## Письменное задание A
Изложите короче абзац отрывка, который начинается словами «Между тем в университете», и сохраните его основные факты.

+--

Между тем в университете не все было ладно. Росла ненависть между атейтининками, которых опекали власти, и левыми студентами – социалистами. 8 ноября в большой аудитории университета состоялось объединенное собрание социалистических студенческих организаций, выступавших против смертной казни (недавно был расстрелян солдат-коммунист Н. Юбилерис). Собрание вел мой друг Казис Борута. Атейтининки попытались сорвать собрание, и левые студенты ответили гневными возгласами. Не найдя других аргументов, атейтинники попытались доказать патриотизм кулаками. Началось настоящее побоище. У Казиса разбили очки, без них он ничего не видел и не мог дальше вести собрание.
После драки Боруту и целый ряд других левых студентов исключили из университета. Некоторых арестовали и засадили на месяц, на три в Каунасскую каторжную тюрьму.
Я считал их героями, пострадавшими от реакции. Мне казалось, что узники в темных душных камерах страшно несчастны. Узнав, что разрешается свиданье с заключенными, я в первый же день, когда это стало возможным, отправился в тюрьму. Если забыть про железные двери, все показалось куда обыденнее, чем я представлял. Надзиратели провели меня в комнату, разделенную надвое металлической сеткой. За сеткой уже стояли знакомые и незнакомые студенты. Среди них был и Казис Борута. Увидев меня, он обрадовался, а я так растрогался, что не мог вымолвить ни слова. Однако я тут же успокоился, потому что мой друг казался веселым. Он рассказал мне, что в тюрьме очень интересно – жаль, что меня нет с ним. Едва я успел передать университетские новости, как полицейские приказали прекратить разговор и увели заключенных, а я, на минуту прикоснувшись к таинственному, страшному и привлекательному миру, покинул тюрьму и оказался на улице Мицкевича.

+--

## Письменное задание B
Масштабируйте строки записей от строки с «Category: green tree» до строки с «left=518, top=378, right=578, bottom=408» включительно. Приведите их заново вместе с запросами, а каждое число в ответах (координаты рамок) умножьте на 1,45 и округлите до целого, половины вверх. Числа в запросах и в образцах формата не меняйте.

+--

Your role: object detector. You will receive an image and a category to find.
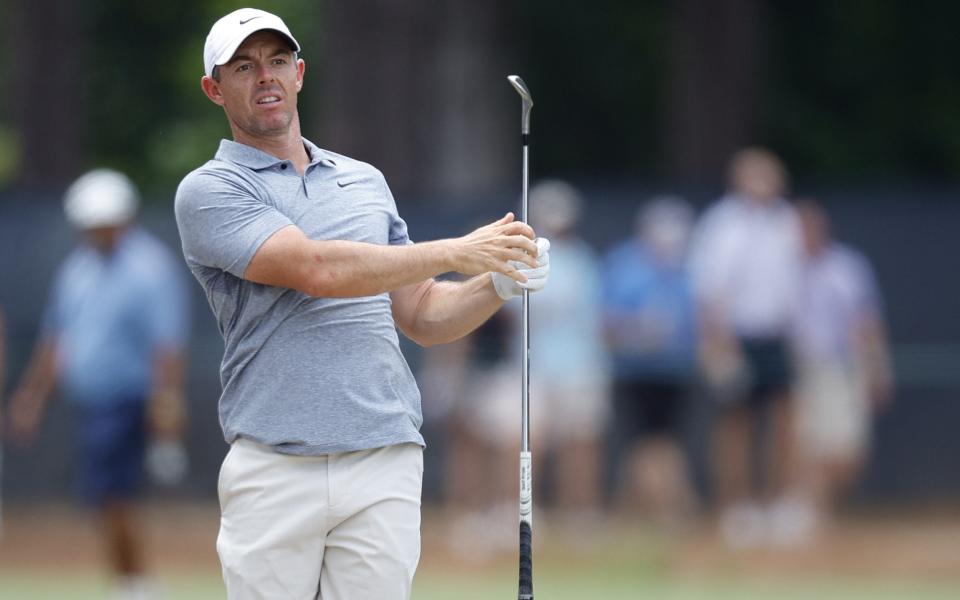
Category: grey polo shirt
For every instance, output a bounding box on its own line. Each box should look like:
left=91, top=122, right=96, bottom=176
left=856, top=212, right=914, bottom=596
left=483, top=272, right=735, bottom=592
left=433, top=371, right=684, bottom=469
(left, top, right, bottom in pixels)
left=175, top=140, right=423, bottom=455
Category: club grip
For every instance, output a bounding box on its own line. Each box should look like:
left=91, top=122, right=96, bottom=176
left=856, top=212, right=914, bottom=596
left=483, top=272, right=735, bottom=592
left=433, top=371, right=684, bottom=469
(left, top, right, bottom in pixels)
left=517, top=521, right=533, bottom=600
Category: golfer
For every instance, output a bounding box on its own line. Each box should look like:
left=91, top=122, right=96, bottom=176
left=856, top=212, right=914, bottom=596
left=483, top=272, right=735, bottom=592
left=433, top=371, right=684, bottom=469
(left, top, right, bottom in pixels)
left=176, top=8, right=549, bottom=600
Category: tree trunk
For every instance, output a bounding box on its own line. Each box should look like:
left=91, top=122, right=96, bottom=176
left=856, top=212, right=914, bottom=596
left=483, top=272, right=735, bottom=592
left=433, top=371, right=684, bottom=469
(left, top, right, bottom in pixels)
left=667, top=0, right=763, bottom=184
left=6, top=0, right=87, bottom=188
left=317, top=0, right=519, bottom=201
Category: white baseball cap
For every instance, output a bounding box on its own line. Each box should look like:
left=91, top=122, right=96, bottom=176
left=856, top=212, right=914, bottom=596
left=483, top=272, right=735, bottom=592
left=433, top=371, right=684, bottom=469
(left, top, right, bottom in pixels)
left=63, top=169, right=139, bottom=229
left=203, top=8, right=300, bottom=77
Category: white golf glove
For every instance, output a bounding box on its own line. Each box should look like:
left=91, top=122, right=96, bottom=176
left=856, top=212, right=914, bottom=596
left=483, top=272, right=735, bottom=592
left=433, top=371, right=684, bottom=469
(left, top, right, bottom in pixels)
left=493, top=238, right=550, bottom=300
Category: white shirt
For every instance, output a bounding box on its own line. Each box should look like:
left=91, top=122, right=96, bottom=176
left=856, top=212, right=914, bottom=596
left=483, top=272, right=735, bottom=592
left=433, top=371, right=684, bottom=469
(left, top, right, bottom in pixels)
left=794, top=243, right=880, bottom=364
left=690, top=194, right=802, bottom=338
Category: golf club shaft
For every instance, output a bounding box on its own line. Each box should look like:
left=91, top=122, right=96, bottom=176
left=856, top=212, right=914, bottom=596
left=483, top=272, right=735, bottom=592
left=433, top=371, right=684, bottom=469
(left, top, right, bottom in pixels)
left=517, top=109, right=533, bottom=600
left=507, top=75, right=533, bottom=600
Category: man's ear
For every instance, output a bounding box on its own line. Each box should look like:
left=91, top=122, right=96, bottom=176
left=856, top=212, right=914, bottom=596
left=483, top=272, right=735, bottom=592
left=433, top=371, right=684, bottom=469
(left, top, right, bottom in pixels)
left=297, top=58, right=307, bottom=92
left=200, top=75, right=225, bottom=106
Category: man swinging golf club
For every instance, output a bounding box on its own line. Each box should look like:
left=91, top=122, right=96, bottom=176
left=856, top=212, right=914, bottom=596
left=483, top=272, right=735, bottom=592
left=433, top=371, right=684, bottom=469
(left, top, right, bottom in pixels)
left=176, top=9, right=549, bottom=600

+--

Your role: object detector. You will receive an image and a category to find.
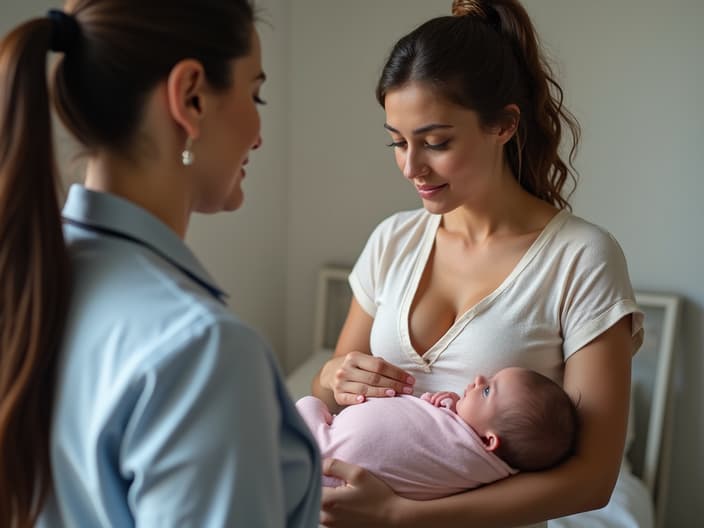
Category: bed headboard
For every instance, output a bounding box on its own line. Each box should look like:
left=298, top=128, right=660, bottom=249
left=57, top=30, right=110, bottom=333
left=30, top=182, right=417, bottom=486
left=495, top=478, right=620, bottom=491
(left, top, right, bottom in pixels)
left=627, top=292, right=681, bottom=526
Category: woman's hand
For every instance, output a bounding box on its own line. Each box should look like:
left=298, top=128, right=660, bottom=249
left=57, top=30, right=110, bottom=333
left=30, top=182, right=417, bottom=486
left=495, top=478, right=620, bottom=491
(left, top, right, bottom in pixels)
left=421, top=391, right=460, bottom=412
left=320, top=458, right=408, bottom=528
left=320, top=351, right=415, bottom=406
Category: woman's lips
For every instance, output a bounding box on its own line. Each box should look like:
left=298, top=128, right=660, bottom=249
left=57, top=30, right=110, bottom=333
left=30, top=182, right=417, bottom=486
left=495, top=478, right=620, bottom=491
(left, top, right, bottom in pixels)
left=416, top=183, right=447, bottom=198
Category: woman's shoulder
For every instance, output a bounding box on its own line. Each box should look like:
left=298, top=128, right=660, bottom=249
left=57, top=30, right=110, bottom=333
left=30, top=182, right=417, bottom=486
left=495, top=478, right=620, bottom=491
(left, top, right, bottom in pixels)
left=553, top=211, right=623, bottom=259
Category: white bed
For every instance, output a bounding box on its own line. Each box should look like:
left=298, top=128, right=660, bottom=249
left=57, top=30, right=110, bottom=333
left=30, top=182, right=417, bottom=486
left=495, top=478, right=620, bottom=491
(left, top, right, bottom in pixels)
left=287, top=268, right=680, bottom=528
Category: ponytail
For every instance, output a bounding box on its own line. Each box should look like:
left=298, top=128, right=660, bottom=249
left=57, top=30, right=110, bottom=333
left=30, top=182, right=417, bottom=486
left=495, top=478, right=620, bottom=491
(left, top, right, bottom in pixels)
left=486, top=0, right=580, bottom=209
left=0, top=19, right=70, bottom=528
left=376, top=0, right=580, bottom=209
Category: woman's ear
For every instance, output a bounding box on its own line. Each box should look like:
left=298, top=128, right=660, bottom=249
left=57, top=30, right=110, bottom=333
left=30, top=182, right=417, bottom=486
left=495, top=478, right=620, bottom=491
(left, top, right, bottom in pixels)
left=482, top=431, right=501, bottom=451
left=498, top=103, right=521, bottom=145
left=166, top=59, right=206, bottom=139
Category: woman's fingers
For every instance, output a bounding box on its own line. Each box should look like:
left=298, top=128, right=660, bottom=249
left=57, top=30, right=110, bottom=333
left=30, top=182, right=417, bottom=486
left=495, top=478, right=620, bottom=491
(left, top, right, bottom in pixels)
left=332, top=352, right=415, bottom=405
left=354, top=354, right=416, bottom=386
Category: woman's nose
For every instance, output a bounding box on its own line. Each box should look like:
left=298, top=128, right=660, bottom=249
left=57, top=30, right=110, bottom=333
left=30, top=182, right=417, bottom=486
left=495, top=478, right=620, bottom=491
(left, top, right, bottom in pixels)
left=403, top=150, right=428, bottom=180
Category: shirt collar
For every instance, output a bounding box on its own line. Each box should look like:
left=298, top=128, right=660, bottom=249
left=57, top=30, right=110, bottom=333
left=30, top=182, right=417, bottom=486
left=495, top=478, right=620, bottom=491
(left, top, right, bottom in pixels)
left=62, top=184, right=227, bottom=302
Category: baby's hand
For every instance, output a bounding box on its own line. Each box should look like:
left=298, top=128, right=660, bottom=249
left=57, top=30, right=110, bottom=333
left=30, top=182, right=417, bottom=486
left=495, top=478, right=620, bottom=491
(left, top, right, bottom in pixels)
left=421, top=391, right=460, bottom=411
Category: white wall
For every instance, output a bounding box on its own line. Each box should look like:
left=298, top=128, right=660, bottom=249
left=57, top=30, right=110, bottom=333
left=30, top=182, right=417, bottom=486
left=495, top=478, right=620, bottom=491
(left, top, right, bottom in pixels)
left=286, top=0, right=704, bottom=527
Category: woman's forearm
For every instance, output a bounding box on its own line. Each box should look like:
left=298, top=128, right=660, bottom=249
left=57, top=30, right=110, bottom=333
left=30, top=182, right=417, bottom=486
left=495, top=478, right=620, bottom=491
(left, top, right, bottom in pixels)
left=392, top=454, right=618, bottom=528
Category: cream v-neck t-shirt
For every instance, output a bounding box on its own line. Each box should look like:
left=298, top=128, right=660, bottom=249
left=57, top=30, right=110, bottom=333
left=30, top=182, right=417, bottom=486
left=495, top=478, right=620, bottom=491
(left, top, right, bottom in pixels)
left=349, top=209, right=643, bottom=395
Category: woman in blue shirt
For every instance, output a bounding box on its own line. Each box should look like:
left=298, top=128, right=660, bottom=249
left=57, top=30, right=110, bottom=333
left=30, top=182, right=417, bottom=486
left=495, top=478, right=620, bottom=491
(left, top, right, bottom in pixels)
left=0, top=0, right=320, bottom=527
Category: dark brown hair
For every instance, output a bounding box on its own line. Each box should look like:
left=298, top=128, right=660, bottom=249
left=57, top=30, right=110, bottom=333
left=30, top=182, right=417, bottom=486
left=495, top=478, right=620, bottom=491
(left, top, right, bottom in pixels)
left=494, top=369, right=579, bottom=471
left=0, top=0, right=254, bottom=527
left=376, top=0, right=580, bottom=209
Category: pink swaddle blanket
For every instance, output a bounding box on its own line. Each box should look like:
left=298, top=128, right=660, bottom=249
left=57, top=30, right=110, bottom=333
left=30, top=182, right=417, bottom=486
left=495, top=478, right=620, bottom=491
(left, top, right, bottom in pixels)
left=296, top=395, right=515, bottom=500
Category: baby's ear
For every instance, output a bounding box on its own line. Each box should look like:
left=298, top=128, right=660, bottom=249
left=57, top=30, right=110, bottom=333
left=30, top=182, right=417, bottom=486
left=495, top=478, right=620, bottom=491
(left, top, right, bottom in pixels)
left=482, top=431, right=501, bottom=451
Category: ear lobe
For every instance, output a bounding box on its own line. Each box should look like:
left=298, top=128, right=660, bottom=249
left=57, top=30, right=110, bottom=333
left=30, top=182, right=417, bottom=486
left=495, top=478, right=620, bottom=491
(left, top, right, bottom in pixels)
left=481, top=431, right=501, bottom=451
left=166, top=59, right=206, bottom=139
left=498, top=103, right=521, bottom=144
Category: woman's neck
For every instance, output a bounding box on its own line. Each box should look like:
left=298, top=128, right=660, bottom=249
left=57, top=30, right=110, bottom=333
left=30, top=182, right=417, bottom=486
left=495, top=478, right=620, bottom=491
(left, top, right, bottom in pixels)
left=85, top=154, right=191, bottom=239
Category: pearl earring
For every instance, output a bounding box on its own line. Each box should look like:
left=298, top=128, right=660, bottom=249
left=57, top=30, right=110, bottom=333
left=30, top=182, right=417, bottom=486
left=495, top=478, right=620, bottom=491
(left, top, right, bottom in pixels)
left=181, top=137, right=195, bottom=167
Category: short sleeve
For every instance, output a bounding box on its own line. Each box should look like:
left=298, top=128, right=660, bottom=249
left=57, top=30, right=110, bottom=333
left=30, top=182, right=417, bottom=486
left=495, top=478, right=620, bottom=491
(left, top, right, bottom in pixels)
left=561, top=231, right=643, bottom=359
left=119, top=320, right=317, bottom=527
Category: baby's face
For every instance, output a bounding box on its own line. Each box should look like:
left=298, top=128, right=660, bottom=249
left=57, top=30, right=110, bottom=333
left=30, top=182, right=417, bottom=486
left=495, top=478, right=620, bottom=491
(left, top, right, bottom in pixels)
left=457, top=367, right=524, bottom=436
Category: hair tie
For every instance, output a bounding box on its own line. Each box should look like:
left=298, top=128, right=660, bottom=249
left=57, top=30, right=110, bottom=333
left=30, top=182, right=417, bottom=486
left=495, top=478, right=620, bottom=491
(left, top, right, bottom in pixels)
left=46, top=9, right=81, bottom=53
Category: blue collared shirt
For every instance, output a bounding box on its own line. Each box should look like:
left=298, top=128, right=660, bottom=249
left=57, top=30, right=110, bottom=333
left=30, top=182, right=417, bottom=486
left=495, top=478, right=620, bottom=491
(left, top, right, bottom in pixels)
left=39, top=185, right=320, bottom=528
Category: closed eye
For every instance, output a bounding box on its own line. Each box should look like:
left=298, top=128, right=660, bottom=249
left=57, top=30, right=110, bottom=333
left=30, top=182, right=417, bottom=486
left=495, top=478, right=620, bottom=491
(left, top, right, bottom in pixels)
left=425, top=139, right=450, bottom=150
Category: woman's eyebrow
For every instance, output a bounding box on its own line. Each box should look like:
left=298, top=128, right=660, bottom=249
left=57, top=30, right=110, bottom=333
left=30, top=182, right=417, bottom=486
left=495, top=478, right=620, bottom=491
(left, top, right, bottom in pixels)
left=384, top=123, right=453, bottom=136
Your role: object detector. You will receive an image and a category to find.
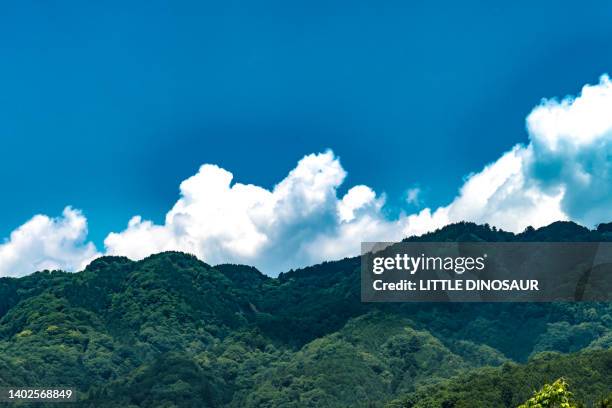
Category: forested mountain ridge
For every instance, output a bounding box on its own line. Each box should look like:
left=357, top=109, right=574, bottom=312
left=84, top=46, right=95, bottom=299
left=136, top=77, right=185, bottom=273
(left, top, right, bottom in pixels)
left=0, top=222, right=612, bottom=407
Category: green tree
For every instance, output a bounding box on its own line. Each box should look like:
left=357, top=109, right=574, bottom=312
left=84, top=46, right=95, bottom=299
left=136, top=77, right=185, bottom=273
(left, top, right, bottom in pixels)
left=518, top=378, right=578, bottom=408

+--

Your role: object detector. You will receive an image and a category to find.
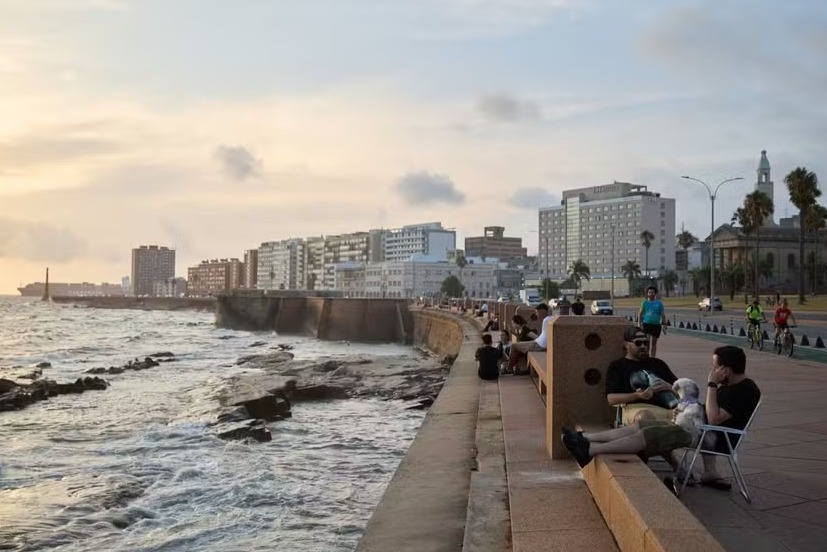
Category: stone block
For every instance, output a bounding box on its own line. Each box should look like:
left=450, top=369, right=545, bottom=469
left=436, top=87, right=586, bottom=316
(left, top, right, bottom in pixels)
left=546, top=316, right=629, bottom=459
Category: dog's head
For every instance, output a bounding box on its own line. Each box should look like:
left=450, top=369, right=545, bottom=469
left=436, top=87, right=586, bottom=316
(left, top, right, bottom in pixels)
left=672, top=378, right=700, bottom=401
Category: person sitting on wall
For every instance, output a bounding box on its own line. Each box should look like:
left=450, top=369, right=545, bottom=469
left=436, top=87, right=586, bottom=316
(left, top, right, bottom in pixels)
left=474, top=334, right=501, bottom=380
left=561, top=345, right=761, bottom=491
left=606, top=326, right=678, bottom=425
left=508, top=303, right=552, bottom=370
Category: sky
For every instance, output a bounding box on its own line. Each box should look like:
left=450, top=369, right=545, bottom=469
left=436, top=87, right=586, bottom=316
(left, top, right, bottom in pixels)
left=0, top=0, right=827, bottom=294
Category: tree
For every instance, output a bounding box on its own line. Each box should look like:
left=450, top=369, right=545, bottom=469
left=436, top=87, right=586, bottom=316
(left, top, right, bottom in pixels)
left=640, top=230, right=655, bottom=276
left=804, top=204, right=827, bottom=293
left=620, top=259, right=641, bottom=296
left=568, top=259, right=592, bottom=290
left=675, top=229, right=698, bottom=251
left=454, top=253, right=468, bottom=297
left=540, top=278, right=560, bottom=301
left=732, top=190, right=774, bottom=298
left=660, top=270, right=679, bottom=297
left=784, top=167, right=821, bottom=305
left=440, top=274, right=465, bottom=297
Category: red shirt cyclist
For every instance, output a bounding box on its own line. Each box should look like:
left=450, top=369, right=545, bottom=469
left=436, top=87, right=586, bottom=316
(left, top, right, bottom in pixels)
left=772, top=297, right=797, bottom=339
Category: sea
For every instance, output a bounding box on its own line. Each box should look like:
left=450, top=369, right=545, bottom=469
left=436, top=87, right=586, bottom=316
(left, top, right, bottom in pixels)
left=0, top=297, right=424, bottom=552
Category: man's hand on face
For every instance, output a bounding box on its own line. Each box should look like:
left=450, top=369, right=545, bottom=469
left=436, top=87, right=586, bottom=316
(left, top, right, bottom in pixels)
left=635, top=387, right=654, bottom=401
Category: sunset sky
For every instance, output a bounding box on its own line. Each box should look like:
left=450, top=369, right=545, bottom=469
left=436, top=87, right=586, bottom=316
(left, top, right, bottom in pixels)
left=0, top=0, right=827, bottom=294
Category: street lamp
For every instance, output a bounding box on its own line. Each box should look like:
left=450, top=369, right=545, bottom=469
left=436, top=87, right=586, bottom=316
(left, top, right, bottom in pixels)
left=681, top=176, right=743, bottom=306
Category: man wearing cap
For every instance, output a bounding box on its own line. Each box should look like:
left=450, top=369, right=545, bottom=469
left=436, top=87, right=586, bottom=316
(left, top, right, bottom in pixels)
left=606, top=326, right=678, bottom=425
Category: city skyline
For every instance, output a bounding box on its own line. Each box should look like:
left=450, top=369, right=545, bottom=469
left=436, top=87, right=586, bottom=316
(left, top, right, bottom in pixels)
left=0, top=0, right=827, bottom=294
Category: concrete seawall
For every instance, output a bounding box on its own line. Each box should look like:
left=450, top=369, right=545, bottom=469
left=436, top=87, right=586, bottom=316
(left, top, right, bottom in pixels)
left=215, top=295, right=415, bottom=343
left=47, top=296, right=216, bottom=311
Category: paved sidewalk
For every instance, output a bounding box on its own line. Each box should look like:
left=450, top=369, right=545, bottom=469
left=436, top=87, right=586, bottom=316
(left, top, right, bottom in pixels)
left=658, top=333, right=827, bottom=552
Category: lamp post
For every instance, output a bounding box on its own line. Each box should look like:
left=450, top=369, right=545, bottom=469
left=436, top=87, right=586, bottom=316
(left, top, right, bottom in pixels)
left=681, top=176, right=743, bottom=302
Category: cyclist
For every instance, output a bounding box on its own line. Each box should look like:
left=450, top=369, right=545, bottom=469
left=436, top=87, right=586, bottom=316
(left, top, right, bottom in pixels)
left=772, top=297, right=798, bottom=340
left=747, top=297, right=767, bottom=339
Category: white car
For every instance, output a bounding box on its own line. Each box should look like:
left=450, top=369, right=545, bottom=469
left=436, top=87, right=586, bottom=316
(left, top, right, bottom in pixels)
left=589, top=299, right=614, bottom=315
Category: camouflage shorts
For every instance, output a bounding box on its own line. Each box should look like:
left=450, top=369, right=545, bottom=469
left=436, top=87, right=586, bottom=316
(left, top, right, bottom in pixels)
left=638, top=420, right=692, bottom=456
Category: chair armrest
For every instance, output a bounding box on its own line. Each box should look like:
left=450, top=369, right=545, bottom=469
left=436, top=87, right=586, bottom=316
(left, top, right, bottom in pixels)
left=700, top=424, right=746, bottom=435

+--

## Полный ответ A
В университете росла вражда между атейтининками, которым покровительствовали власти, и левыми студентами-социалистами. 8 ноября в большой аудитории прошло объединенное собрание социалистических студенческих организаций против смертной казни. Незадолго до этого был расстрелян солдат-коммунист Н. Юбилерис. Собрание вел Казис Борута. Атейтининки пытались его сорвать, левые ответили гневными возгласами, и началось побоище. Боруте разбили очки, без них он ничего не видел и не смог дальше вести собрание.

## Полный ответ B
Category: green tree
For every instance, output a bounding box on its own line. Each box should look like:
left=357, top=109, right=574, bottom=312
left=84, top=46, right=95, bottom=299
left=136, top=77, right=185, bottom=273
(left, top, right, bottom in pixels)
left=751, top=548, right=838, bottom=592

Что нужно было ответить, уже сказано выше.